▶ _Task to carry out_:
In this data, count the lines in which "surface" appears and give only that number.

Stored data
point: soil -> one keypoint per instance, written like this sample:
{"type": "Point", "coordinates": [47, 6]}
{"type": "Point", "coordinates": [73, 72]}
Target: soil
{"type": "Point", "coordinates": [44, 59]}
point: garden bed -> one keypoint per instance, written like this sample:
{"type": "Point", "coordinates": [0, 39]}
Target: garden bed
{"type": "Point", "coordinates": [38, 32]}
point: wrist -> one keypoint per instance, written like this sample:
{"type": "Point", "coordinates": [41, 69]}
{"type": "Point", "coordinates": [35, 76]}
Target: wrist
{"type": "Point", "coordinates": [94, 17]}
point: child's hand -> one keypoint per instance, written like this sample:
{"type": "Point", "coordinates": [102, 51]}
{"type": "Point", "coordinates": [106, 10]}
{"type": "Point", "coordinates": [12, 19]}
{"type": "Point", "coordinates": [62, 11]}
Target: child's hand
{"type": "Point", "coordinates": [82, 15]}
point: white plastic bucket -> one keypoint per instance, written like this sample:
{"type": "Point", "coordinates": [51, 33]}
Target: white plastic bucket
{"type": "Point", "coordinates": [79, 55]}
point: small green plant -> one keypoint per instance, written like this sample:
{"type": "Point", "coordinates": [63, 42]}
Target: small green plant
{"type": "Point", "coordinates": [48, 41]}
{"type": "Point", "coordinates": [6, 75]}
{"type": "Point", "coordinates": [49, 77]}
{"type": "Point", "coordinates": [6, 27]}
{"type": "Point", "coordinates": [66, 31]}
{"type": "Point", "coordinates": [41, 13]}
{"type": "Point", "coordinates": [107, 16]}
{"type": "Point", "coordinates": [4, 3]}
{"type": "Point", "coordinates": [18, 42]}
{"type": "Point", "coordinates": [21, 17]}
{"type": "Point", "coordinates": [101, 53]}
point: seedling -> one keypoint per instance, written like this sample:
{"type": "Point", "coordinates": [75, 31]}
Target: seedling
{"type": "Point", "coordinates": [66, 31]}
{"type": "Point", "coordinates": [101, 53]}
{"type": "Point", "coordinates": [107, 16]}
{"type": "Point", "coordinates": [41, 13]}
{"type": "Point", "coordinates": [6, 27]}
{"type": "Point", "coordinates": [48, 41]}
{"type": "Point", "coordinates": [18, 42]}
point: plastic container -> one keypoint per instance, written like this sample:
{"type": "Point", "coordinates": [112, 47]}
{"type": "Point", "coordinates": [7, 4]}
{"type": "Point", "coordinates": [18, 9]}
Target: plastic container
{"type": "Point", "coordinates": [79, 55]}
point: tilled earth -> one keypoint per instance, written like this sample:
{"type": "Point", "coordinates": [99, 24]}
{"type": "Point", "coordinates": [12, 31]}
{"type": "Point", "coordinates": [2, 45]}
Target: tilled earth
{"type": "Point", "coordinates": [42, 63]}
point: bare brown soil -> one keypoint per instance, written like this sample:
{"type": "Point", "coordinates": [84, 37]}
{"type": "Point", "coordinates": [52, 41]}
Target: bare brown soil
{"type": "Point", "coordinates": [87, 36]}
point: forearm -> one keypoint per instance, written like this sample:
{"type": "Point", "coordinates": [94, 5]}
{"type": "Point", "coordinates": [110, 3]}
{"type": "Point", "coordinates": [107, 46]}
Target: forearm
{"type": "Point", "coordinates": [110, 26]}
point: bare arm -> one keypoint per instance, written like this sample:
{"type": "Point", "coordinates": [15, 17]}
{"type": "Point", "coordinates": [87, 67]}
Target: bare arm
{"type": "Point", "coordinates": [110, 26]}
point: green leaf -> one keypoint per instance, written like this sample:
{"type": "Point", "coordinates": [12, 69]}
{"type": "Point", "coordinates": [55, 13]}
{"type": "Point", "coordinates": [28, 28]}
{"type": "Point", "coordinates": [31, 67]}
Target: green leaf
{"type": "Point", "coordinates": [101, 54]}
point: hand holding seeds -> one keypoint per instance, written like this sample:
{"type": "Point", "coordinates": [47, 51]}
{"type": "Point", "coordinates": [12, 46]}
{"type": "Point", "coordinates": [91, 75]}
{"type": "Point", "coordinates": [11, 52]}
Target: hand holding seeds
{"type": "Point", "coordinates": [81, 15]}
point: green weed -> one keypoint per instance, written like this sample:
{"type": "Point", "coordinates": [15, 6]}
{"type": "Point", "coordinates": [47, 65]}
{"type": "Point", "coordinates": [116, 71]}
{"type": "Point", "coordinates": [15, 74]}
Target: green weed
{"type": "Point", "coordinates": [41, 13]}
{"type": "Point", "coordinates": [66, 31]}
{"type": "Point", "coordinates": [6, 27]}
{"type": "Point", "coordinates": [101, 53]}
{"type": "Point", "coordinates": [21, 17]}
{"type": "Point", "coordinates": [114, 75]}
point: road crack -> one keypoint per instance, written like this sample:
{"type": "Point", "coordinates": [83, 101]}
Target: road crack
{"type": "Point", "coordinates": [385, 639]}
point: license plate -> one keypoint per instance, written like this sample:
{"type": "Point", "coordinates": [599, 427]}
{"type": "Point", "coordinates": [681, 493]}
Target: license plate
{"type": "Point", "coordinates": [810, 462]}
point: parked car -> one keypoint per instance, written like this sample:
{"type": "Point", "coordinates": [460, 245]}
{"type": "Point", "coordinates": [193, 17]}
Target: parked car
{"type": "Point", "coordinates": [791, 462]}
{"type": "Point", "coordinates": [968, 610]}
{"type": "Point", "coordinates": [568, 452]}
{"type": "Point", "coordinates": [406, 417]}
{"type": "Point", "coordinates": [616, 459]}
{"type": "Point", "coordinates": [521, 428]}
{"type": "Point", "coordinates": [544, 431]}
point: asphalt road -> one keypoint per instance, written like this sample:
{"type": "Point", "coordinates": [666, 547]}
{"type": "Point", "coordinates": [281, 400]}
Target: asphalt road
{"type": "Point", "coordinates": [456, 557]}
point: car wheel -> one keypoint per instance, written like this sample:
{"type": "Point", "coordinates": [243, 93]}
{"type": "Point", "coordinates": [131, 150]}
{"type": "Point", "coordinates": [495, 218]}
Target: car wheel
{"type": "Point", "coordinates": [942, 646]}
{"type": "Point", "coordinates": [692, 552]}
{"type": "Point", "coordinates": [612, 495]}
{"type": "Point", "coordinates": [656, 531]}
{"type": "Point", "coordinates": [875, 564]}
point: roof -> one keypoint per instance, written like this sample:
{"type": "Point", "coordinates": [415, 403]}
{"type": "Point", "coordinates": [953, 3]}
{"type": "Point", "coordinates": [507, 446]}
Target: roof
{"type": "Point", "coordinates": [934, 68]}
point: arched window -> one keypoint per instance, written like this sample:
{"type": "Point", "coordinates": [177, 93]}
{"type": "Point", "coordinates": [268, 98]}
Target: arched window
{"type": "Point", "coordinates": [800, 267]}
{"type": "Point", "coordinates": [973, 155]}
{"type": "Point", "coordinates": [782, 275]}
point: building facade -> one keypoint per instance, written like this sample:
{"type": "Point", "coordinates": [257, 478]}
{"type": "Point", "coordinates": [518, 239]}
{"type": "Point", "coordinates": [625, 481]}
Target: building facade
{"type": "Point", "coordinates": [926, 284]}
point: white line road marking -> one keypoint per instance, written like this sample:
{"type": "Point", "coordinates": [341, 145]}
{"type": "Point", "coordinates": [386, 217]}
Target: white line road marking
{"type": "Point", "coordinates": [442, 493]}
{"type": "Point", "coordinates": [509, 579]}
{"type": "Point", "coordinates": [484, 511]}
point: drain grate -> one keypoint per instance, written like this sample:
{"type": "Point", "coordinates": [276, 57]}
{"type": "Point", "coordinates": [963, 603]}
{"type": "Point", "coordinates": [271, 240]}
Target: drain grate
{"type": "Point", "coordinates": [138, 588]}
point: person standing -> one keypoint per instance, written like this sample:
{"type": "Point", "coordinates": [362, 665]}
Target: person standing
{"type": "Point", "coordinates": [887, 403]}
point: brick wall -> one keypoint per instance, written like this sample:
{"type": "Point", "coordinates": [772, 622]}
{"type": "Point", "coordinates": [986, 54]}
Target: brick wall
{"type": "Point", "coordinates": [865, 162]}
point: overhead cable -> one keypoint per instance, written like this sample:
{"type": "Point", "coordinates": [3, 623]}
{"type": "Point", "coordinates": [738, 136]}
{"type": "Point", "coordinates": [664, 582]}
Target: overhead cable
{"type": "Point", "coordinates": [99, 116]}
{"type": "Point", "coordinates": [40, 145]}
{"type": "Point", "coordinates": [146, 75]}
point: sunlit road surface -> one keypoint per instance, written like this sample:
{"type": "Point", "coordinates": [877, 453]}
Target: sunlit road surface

▶ _Completed exercise_:
2